◆ **THE TASK**: Output every line of the material below, with no changes at all.

◆ **Stored data entries**:
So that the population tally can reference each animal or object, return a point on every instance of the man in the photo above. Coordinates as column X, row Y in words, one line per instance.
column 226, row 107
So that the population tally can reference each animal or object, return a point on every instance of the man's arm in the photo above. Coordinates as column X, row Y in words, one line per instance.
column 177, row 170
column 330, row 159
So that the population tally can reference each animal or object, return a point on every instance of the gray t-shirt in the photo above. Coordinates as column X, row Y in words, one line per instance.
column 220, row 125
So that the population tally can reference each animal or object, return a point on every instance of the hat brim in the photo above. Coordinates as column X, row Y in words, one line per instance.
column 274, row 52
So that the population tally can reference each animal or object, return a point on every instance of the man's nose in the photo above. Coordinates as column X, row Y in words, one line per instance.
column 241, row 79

◆ **WORKED SOLUTION**:
So that the population tally can reference each animal or object, return a point on every instance of the man in the photo above. Coordinates as column X, row Y in words, one line per instance.
column 226, row 107
So that the population tally can reference each animal or object, return a point on every instance of the man's arm in the photo above. Coordinates as column X, row Y in words, one line per instance.
column 177, row 170
column 330, row 159
So that the population tally can reference each animal or object, return a point on every instance of the gray t-shirt in the photo above. Coordinates as column X, row Y in words, one line per instance.
column 220, row 125
So that the population tally can reference each animal or object, return a point on every instance of the hat brim in the photo above. Coordinates as column X, row Y in words, one line per instance.
column 274, row 52
So that the population tally can reference each animal or object, return a point on every instance of the man's nose in the photo above. Coordinates as column X, row Y in words, one line per instance.
column 241, row 79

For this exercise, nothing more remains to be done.